=== Excerpt from a dataset ===

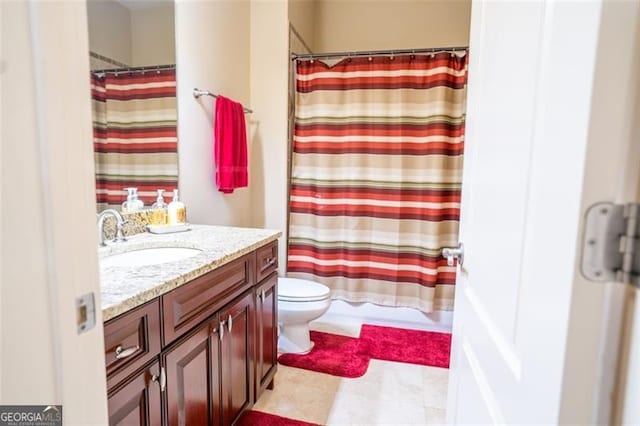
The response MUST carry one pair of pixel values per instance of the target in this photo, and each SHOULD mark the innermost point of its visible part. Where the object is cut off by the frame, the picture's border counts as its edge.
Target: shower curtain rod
(295, 56)
(129, 69)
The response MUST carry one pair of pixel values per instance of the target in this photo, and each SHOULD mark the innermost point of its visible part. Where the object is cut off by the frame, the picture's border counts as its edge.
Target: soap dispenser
(177, 213)
(129, 205)
(139, 204)
(159, 214)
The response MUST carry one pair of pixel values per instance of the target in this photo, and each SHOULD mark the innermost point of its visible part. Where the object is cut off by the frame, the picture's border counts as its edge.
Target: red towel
(230, 146)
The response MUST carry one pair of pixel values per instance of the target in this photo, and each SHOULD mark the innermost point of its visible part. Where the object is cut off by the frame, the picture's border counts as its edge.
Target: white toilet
(299, 303)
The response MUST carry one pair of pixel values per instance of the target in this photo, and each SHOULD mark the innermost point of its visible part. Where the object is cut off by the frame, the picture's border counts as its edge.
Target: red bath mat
(258, 418)
(349, 357)
(410, 346)
(331, 354)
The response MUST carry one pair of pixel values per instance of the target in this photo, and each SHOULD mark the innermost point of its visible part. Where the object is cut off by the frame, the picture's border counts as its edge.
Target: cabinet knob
(126, 352)
(161, 379)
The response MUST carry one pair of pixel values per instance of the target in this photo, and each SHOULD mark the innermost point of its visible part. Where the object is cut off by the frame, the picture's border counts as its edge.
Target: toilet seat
(297, 290)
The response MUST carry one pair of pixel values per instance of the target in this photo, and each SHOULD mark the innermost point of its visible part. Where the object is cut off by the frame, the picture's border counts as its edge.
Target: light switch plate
(85, 312)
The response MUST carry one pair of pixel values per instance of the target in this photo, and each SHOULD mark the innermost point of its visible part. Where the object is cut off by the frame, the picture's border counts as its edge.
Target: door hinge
(610, 250)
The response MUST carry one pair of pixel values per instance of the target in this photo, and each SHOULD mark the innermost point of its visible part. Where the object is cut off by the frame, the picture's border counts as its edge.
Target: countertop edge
(111, 312)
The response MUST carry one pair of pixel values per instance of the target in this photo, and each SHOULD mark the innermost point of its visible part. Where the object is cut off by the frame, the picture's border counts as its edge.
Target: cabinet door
(237, 358)
(138, 402)
(266, 333)
(193, 381)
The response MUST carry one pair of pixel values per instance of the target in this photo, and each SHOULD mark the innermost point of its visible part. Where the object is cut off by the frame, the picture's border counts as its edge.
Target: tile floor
(390, 393)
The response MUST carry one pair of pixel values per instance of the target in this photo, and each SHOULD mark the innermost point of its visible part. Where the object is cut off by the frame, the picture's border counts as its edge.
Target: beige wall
(353, 25)
(48, 220)
(212, 40)
(302, 16)
(153, 35)
(109, 30)
(269, 82)
(137, 37)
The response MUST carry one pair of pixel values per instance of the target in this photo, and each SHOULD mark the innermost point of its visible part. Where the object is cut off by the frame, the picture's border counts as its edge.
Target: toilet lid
(297, 290)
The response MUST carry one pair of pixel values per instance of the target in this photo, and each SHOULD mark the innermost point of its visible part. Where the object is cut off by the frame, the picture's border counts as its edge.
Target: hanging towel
(230, 146)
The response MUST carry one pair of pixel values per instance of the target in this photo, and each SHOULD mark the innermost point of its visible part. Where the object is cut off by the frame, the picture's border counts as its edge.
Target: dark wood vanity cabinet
(138, 402)
(266, 334)
(209, 371)
(237, 357)
(192, 395)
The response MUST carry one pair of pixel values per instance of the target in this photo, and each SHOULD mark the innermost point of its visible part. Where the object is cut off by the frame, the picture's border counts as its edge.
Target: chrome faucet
(120, 222)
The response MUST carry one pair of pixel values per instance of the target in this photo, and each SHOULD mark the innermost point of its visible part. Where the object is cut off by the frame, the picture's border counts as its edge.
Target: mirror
(133, 91)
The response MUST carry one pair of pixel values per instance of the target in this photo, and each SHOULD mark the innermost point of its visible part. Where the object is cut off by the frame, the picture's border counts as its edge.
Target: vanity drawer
(131, 340)
(187, 306)
(266, 260)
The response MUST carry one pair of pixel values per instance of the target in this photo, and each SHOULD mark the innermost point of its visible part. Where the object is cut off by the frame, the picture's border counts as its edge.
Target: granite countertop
(123, 288)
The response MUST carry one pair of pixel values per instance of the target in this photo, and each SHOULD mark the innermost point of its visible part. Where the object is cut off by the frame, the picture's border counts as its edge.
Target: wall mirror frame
(134, 105)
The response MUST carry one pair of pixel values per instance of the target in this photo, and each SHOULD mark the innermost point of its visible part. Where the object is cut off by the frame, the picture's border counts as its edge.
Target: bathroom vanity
(192, 341)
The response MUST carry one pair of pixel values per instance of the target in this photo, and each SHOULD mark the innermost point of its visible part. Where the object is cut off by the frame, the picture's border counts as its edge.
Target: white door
(548, 86)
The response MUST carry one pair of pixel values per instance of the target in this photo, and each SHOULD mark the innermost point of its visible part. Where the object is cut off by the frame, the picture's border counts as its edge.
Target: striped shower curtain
(134, 134)
(376, 177)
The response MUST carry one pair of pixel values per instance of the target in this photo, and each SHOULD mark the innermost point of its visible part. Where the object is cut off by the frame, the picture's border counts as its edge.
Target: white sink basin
(149, 256)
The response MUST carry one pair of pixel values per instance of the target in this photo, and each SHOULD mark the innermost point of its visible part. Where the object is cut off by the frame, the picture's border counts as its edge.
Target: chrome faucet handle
(120, 238)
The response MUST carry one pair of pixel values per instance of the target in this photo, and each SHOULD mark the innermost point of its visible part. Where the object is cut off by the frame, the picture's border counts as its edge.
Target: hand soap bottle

=== Work instructions ===
Give the material again exactly as it is, but keep the pictures out.

=== Output of the exercise ===
The response MUST carry one pair of pixel values per instance of the target in this photo, and each SHOULD mark the innermost point of its visible part. Where the object is cut off by the frame, the picture's border counts as its edge.
Target: shower curtain rod
(295, 56)
(129, 69)
The response MUST carry one pair of pixel values per instance of the target in this photo, and each SHOULD mark the innermost point of its visible part. Where the object is cut off by the frame, the picture's border counts as its edge.
Target: soap dispenser
(177, 213)
(129, 205)
(139, 204)
(159, 214)
The response MUST carry one pair of pixel values per instance of the target in this photo, and each SHOULD mark the innermost point of its visible part. Where the object is cut off by the frame, the picture's border counts as its edge.
Target: red towel
(230, 146)
The response MUST carry one pair of pixel values per instance of the target in this photo, and each SHOULD mark the innermost point of its visible part. Where the object is cut off by the frame, the picture's border counts as its edge.
Target: white toilet
(299, 303)
The response MUST carry one pair of pixel values per instance of the target in this photo, and each SHOULD mark the innermost point of its visible part. Where the object is cut off by the frame, the picture's border counts as its edge.
Target: red bath mat
(258, 418)
(349, 357)
(410, 346)
(331, 354)
The response MUST carry one pair of pixel values per instance of the target in this photo, and each SHOULD mark the innermost point of its visible part. Where the object is cut off by the frame, the picture's border counts as its edge.
Target: cabinet knob
(126, 352)
(161, 379)
The response MUST carry one pair of pixel values per instance of the target in this photo, and each SHOULD mark the innermost point of its visible part. Where the object is cut off by the frame, the picture's border counts as its edge.
Target: toilet seat
(297, 290)
The response MUST carry one pair of pixel values per instance of the target in this photo, and each SHOULD mark the innermost point of its visible part. Where the object is cut off by the frame, the picture's border counts as its edge.
Target: light switch plate
(85, 312)
The response MUST carry one pair of pixel values per instance of the target in this photo, and each SHOULD mark the innermost point of its visible part. Where the object is cut off by the frame, the picture's border counts as its edge.
Target: door hinge
(610, 250)
The response MUST carry one pair of pixel values per instance of the target in this photo, and each SHOULD mark the innermost point of its visible part. Where the object is cut off by the frame, the picture's border counts as its edge.
Target: countertop edge
(111, 312)
The response MUST carry one pair of pixel values per instance of the target in this photo, and each SHOULD mark the innermost point of its visible part. Where the object is cut off by the frame, the picture's border counts as its edge.
Target: cabinet door
(237, 358)
(138, 402)
(266, 333)
(193, 381)
The response MUST carry one pair of pixel values per instance of the target in this photo, and each SHOULD mark the innermost point of its visible part. Where the object is cut off by the frame, the picture's border counts as its edge.
Target: tile floor
(390, 393)
The response MUST carry one pair of pixel values per instance of the target in this photo, and each SHOULD mark the innermost point of its visible part. Where the object is cut off by the frame, the picture's border counts as its edge.
Target: beige wall
(353, 25)
(48, 220)
(212, 40)
(302, 16)
(153, 35)
(109, 30)
(269, 82)
(137, 37)
The response MUST carry one pair of pixel values per instance of the target in this photo, and each SHOULD mark the innermost point of its visible part. Where the object is cut off by the frame, the picture's border counts as its edge.
Target: toilet lid
(297, 290)
The response MUST carry one pair of pixel values per instance of the target in this photo, and each SHOULD mark the innermost point of its visible part. Where the object is cut off by the frame, the picture's border counts as its edge.
Target: hanging towel
(230, 146)
The response MUST carry one pair of pixel values per instance of the target in this photo, and each SHOULD mark the innermost point of its visible part. Where the object is cut off by the frame, the picture's border counts as its edge.
Target: dark wood vanity cabinet
(138, 402)
(266, 334)
(209, 371)
(237, 357)
(192, 395)
The response MUST carry one pair of pixel values per instance of the target in this photo, and each SHOULD mark the innermost point of its visible part. Where the object is cut off by the frame, the picture's border counts as its edge.
Target: chrome faucet
(120, 222)
The response MUST carry one pair of pixel values per instance of the target in this photo, and each SHOULD mark the innermost point of its visible part. Where the object is cut off by the frame, the picture's border counts as its edge.
Target: mirror
(133, 91)
The response MUST carry one pair of pixel values per instance of the target in this photo, and each SHOULD mark the innermost point of its visible part. Where the object is cut off by the frame, the picture's border counts as its edge.
Target: vanity drawer
(131, 340)
(187, 306)
(266, 260)
The response MUST carry one pair of pixel values per instance of the target in this photo, and each SHOULD mark the innermost point of its visible part. Where the object is cut off by the frame, the picture's border counts as its edge.
Target: granite countertop
(123, 288)
The response MUST carry one pair of pixel values per instance of the target in this photo, and each SHOULD mark the innermost point of its visible part. Where the object is cut off by the frame, the picture's border counts as its edge.
Target: wall mirror frame
(134, 105)
The response MUST carry one pair of pixel values per instance of the target in this photo, and each SHOULD mark the innermost point of its visible part. Where the object is cut off by the frame, the picture's border counts as its edge.
Target: bathroom vanity
(192, 341)
The response MUST carry one pair of pixel values per instance of the target in this photo, and each SHOULD mark the innermost point of its visible part. Where the object is cut off by the frame, the picture's border counts as its edge.
Target: white door
(548, 86)
The response MUST carry one pair of pixel values per instance of the target in this photo, and each SHOULD mark the innermost point of its visible part. Where the object is cut off by the frame, the picture's border counts as its edge.
Target: striped shower curtain
(134, 134)
(376, 177)
The response MUST carry one pair of pixel values per instance of the target in this photo, and each SHOULD mark the innermost point of its visible part. Where the object is cut off by the frame, the picture's border counts as its edge.
Target: white sink basin
(149, 256)
The response MUST carry one pair of pixel values per instance of the target in this photo, and each SHOULD mark the innermost point of its visible part. Where the object is cut off by the frame, the picture's border counts as its edge.
Target: chrome faucet handle
(120, 238)
The response MUST carry one pair of pixel values per instance of the target in this photo, and each SHOULD mark the innermost point of its visible part. Where the object is cut off by the frame, the picture's border counts as its edge.
Target: hand soap bottle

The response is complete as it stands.